(Activity): Retype the entries below without any change.

START Material for the task

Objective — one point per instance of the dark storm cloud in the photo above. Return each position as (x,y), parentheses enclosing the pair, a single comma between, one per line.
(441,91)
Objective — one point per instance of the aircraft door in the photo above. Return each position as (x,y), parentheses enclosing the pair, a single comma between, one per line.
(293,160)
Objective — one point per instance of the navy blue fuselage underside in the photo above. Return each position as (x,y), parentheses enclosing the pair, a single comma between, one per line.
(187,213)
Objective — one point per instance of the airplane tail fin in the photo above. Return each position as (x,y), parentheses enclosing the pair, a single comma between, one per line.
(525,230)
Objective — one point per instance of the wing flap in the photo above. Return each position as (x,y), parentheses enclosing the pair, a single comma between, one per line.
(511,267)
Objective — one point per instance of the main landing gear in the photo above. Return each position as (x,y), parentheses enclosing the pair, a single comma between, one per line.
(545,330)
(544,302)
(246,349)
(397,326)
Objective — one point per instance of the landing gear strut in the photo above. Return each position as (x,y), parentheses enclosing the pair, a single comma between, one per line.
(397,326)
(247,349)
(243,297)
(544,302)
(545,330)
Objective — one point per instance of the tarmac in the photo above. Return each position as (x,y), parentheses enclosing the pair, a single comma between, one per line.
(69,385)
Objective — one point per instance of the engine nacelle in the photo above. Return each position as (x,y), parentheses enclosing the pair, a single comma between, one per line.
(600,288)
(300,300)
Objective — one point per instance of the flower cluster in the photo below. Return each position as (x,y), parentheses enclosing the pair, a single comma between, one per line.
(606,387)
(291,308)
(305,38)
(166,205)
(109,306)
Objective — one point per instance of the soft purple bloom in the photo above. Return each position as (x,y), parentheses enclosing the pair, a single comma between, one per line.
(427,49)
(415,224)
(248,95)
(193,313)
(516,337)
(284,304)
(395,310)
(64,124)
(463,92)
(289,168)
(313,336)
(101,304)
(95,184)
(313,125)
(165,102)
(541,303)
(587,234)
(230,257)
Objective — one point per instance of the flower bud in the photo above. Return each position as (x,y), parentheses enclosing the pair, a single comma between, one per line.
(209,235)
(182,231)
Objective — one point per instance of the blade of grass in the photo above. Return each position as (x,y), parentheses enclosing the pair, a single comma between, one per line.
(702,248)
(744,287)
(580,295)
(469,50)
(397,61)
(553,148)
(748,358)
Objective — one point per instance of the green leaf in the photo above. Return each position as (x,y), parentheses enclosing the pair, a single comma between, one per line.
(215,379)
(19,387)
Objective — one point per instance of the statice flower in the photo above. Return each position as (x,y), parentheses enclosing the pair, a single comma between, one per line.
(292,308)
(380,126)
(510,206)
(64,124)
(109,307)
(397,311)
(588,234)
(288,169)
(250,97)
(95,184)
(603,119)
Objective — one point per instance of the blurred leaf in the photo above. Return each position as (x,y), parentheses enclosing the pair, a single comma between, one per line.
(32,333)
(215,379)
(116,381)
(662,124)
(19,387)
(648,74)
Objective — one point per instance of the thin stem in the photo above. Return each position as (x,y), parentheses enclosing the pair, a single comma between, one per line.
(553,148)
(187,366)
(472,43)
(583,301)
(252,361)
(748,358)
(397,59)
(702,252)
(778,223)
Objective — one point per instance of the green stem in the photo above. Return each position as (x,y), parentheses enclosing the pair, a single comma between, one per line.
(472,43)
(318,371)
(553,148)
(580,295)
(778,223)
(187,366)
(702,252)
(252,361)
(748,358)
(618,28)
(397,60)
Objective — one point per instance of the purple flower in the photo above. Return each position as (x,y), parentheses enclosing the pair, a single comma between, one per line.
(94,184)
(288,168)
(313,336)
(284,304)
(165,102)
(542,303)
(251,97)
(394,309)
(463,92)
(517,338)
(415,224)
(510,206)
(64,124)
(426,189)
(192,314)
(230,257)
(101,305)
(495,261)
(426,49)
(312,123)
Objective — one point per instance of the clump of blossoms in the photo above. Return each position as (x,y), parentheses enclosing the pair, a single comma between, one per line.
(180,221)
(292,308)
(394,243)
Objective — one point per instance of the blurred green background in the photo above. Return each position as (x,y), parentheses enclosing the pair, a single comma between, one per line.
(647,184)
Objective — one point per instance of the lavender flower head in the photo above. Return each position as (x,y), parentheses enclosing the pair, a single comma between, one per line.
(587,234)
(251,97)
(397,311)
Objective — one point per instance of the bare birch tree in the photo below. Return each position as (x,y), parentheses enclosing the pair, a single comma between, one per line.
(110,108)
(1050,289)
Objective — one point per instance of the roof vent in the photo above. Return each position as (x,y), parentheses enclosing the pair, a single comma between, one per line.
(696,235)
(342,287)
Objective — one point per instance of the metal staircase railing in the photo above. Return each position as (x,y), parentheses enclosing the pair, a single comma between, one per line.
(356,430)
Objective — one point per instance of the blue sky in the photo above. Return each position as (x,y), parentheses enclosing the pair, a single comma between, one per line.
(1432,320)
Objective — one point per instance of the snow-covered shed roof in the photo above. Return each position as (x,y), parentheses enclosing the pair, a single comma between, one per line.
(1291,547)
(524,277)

END Material for the task

(Written response):
Objective — one point per instance of the dark storm cloud in the photo above. Return each position as (x,y), parentheses enclosing the pair, a single comma between, one per line.
(441,91)
Objective — one point per instance of the aircraft door in the photo above. Return each position as (x,y), parentheses enclosing the pair, a single comma between, one per line.
(293,160)
Objective — one point per instance of the navy blue fuselage underside in the photo above. Return each position as (x,y), parentheses enclosing the pair, a single comma between, one per line.
(187,213)
Objective — one point per instance of the airplane tail fin in the photo above. Return each position as (x,y), parentheses enclosing the pair, a single comma between, one per line.
(525,230)
Objective — one point per instance of the wing flap in the photo above. Return each position as (x,y), parentheses enclosing the pair, a single comma between, one per line.
(511,267)
Objective — one point per instance of the main landing gear in the photo above. Return each position as (x,y), parentheses enclosing the pair, a single comma between, one per line.
(545,330)
(544,302)
(246,349)
(397,326)
Objective — one point per instance of the landing gear strut in the photo above. Return each position as (x,y), parentheses enclosing the pair, a single comma between, one per line.
(397,326)
(247,349)
(243,297)
(544,302)
(545,330)
Objective — one point per instance of the tarmac in the photo above. Return each position as (x,y), parentheses enclosing the pair, a single comma between, one per line.
(69,385)
Objective — one point per instance of the engine nacelle in the photo above. Return each position as (x,y), parentheses enclosing the pair, a single comma between, one per line.
(600,288)
(300,300)
Objective — one point per instance of the flower cluster in the photo below. Return each position as (x,y), parentheses enclosing the pair, a single comma between, one per line.
(606,387)
(291,308)
(305,38)
(166,205)
(109,306)
Objective — one point per instance of the soft purple bloom in the photo above. Return each position as (x,y), parentheses enclosing the pair, a single comma between, one per line.
(427,49)
(415,224)
(248,95)
(193,313)
(516,337)
(284,304)
(395,310)
(64,124)
(463,92)
(289,168)
(313,336)
(101,304)
(95,184)
(313,125)
(165,102)
(541,303)
(587,234)
(230,257)
Objective — one point per instance of the flower bud in the photo above. Return each position as (x,y), parentheses enclosing the pair, a single comma between, one per line.
(209,235)
(182,231)
Objective — one point per instance of the blade of grass in the photo above. Return each position as (x,y), parentheses enclosing the pair, a single comma between, one per line.
(702,248)
(744,287)
(580,295)
(469,50)
(397,61)
(553,148)
(748,358)
Objective — one point per instance of the green leaf in the photo above. Return each position as (x,y), parentheses enclosing the pair, a single comma between, one per line.
(215,379)
(19,387)
Objective — one point per instance of the statice flower in the photo above. Return each position as (x,y), parentheses enclosing the pair, a single comma between, one per line.
(292,308)
(380,126)
(510,206)
(64,124)
(109,307)
(397,311)
(588,234)
(288,169)
(250,97)
(95,184)
(603,119)
Objective — one point per instance of the blurred leaf in the photo above. Return each position as (x,y), parentheses enclosing the pair, a single comma between, one per line.
(32,333)
(215,379)
(116,381)
(662,124)
(19,387)
(648,74)
Objective — one point per instance of the thin stem in the photo above. Return each position as (x,y), parentheses enclosing the pair, a single comma between, one per line.
(553,148)
(187,366)
(472,43)
(583,301)
(252,361)
(748,358)
(397,59)
(702,252)
(778,223)
Objective — one point per instance of the green stem in the photo above. Return each position as (x,y), parentheses enclosing the pair, a single comma between, one per line.
(472,43)
(318,371)
(553,148)
(580,295)
(778,223)
(187,366)
(702,252)
(252,361)
(748,358)
(618,28)
(397,60)
Objective — one point per instance of the purple flower in the photo above. Return each position as (x,y), parentheses enclosing the pair, a single comma between, one per line.
(94,184)
(288,168)
(313,336)
(284,304)
(165,102)
(542,303)
(251,97)
(394,309)
(463,92)
(517,338)
(415,224)
(510,206)
(64,124)
(426,189)
(192,314)
(230,257)
(101,305)
(495,261)
(426,49)
(312,123)
Objective — one point per instance of the clump of blossoms in the photo above. Return each position as (x,y), parentheses enclosing the pair, a single comma between, one per line.
(180,221)
(292,308)
(394,243)
Objective — one point per instance of the blurred green background in the photo above. Return each position as (x,y), parentheses enclosing the pair, a single comma between, one per line.
(647,184)
Objective — one point per instance of the lavender flower head in the photo above. Return each position as (x,y), parentheses enclosing the pair, a single comma between, one per line.
(587,234)
(251,97)
(397,311)
Objective — one point per instance of the bare birch tree in the photo below. Return each position as (x,y), parentheses enclosing the pair, a single comma between, one per line.
(110,108)
(1050,289)
Objective — one point per instance of the roof vent in the photo above. Return each position as (x,y), parentheses enclosing the pair, a single comma between, one per line.
(696,235)
(342,287)
Objective — one point per instance of the metal staircase railing in the photo above. Return each position as (x,y), parentheses enclosing the pair, a single comma between, one per line.
(356,430)
Objective — one point per instance of the blue sky in the photo above. Return each position as (x,y), parentheses enclosing the pair, a single comma between, one per line.
(1432,320)
Objective — one point per instance of the snow-covered shed roof in the photo above. Return each position as (x,y), parentheses enclosing the pair, a single comma between, one per line.
(1291,547)
(524,277)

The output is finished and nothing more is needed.